* [The task] Leaving out all pictures, repeat exactly the lines from the one that holds "In which part of the image can the window" to the last line of the entries below.

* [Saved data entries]
:::

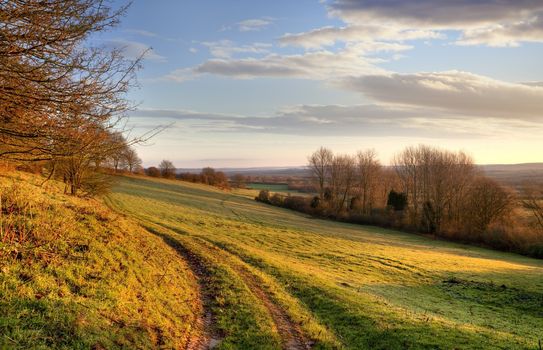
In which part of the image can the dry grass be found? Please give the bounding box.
[107,175,543,349]
[0,171,200,349]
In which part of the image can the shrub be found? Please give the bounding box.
[256,190,270,203]
[283,196,309,212]
[387,190,407,211]
[146,167,160,177]
[269,193,284,206]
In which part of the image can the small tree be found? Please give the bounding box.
[231,174,247,188]
[159,160,176,178]
[464,177,513,236]
[146,167,160,177]
[387,190,407,211]
[123,148,142,173]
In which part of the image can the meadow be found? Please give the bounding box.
[106,175,543,349]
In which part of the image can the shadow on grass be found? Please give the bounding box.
[0,298,142,350]
[202,239,542,350]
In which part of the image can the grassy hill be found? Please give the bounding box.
[0,172,202,349]
[105,175,543,350]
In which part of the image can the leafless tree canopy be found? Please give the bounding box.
[0,0,152,195]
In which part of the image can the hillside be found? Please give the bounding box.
[0,171,202,349]
[106,175,543,349]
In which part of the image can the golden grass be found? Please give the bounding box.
[107,175,543,349]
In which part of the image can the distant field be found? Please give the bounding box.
[106,176,543,349]
[247,182,312,196]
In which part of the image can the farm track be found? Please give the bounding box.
[198,238,312,350]
[147,231,222,350]
[152,216,312,350]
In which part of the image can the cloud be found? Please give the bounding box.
[237,18,273,32]
[280,25,444,48]
[104,39,166,62]
[456,16,543,46]
[129,103,541,139]
[328,0,543,27]
[201,40,272,58]
[339,71,543,120]
[124,29,159,38]
[167,42,410,81]
[280,1,543,48]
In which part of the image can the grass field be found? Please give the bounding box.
[0,172,200,349]
[246,183,311,196]
[105,175,543,350]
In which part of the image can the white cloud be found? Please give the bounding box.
[130,102,543,139]
[280,1,543,48]
[339,71,543,120]
[104,39,166,62]
[201,40,272,58]
[237,18,273,32]
[192,46,386,79]
[280,25,444,49]
[456,16,543,46]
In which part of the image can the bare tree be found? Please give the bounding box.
[231,174,247,188]
[0,0,140,162]
[159,160,176,179]
[308,147,333,199]
[522,183,543,232]
[123,147,142,173]
[329,154,356,215]
[355,149,381,214]
[464,177,514,236]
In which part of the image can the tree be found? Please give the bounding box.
[159,160,176,178]
[308,147,333,199]
[146,167,160,177]
[0,0,138,162]
[123,148,142,173]
[393,145,475,232]
[387,190,407,211]
[231,174,247,188]
[329,154,356,215]
[355,149,381,214]
[522,183,543,232]
[464,177,513,236]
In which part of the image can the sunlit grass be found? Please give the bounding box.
[0,172,200,349]
[108,175,543,349]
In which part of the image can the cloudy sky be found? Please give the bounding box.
[98,0,543,167]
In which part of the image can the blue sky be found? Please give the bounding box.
[97,0,543,167]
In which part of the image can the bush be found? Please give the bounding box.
[256,190,270,203]
[269,193,284,206]
[146,167,160,177]
[387,190,407,211]
[283,196,309,212]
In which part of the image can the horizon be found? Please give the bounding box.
[97,0,543,168]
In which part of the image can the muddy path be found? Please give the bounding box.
[154,233,222,350]
[199,239,312,350]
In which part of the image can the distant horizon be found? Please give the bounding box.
[145,161,543,171]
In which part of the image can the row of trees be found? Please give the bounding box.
[259,145,542,258]
[145,161,230,189]
[0,0,150,195]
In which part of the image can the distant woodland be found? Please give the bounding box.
[256,146,543,258]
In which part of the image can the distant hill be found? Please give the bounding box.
[480,163,543,184]
[175,163,543,185]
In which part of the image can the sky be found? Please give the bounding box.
[97,0,543,167]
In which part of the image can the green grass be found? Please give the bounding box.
[247,182,309,196]
[0,172,201,349]
[106,175,543,350]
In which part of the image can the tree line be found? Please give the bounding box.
[144,160,230,189]
[257,145,543,258]
[0,0,151,195]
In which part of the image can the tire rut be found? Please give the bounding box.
[153,233,222,350]
[202,240,312,350]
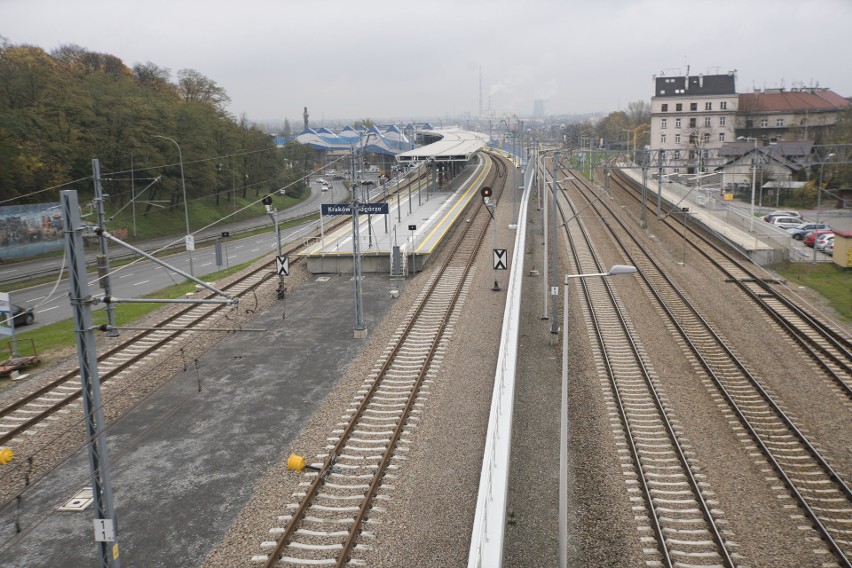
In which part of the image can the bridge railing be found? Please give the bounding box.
[467,158,534,568]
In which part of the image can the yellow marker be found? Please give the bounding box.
[287,454,306,472]
[112,544,119,560]
[0,447,13,465]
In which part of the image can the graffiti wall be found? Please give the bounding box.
[0,203,64,261]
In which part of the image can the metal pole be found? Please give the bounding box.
[154,135,194,276]
[491,201,500,291]
[130,153,136,238]
[641,150,649,229]
[550,154,559,338]
[351,149,366,338]
[559,274,569,568]
[750,139,757,233]
[92,159,119,337]
[62,190,121,568]
[542,153,550,321]
[657,149,664,220]
[813,165,824,264]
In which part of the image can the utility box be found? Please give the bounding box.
[831,230,852,268]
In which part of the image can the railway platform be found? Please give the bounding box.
[299,156,491,274]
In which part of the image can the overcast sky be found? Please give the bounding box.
[4,0,851,126]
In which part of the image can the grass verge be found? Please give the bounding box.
[2,260,255,370]
[775,261,852,322]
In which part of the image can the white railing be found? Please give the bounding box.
[467,161,534,567]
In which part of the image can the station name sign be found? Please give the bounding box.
[321,203,389,216]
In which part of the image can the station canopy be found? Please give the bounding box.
[396,129,489,164]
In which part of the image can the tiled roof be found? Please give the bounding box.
[739,89,850,113]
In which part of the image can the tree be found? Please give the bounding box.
[626,100,651,126]
[176,68,230,111]
[132,62,174,94]
[283,118,292,138]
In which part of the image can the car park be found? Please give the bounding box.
[803,229,833,248]
[787,223,830,240]
[767,216,805,230]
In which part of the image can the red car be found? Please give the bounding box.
[803,229,833,248]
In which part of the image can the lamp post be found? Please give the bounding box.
[560,264,637,568]
[737,136,758,232]
[153,135,194,277]
[813,152,836,263]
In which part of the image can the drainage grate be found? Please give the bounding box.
[58,487,93,512]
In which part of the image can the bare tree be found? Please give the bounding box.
[627,100,651,126]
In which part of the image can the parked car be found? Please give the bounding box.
[814,233,834,250]
[787,223,830,240]
[361,179,375,186]
[821,241,834,255]
[763,210,802,221]
[4,304,34,327]
[767,216,805,230]
[803,229,833,248]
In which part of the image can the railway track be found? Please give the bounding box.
[610,168,852,393]
[0,167,446,450]
[254,153,506,567]
[549,161,736,566]
[556,162,852,565]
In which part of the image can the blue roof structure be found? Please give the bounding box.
[282,124,412,155]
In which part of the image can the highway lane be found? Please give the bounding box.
[2,174,383,331]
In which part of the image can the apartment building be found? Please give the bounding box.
[650,71,739,174]
[738,87,850,143]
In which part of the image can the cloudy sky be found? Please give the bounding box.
[4,0,851,126]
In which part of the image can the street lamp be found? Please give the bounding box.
[559,264,637,568]
[737,136,758,232]
[153,135,194,277]
[813,152,836,263]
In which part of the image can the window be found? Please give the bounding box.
[703,133,710,143]
[720,101,727,110]
[675,118,682,128]
[689,118,697,128]
[690,103,698,111]
[776,118,784,127]
[704,117,711,127]
[661,134,667,143]
[705,102,712,110]
[676,103,683,111]
[673,151,681,160]
[675,134,681,144]
[661,119,667,128]
[799,118,807,126]
[719,116,726,126]
[719,132,725,142]
[761,119,769,127]
[661,104,668,112]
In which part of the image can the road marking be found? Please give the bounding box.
[201,262,212,267]
[117,273,134,278]
[40,306,59,312]
[133,280,150,286]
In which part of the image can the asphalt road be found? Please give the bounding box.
[1,174,387,330]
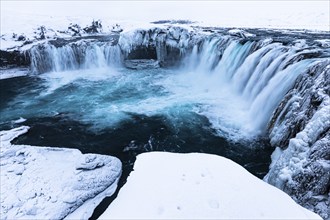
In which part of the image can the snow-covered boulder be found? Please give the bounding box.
[0,126,122,219]
[100,152,321,219]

:::

* [Written answer]
In which part of the image can the window be found? Please give the bounding box.
[703,133,710,143]
[720,101,727,110]
[675,118,682,128]
[689,118,697,128]
[690,103,698,111]
[776,118,784,127]
[704,117,711,127]
[661,134,667,143]
[705,102,712,110]
[676,103,683,111]
[673,151,681,160]
[675,134,681,144]
[661,119,667,128]
[799,118,807,126]
[719,116,726,126]
[719,132,725,142]
[761,119,769,127]
[661,104,668,112]
In which part of the image can the road marking be found? Please give the bounding box.
[201,262,212,267]
[117,273,134,278]
[40,306,59,312]
[133,280,150,286]
In which part of the image can the asphalt road be found? Please give the bounding box.
[1,174,387,330]
In which part of the image can the snow-covered boulder be found? Please give the bounding box.
[0,126,122,219]
[100,152,321,219]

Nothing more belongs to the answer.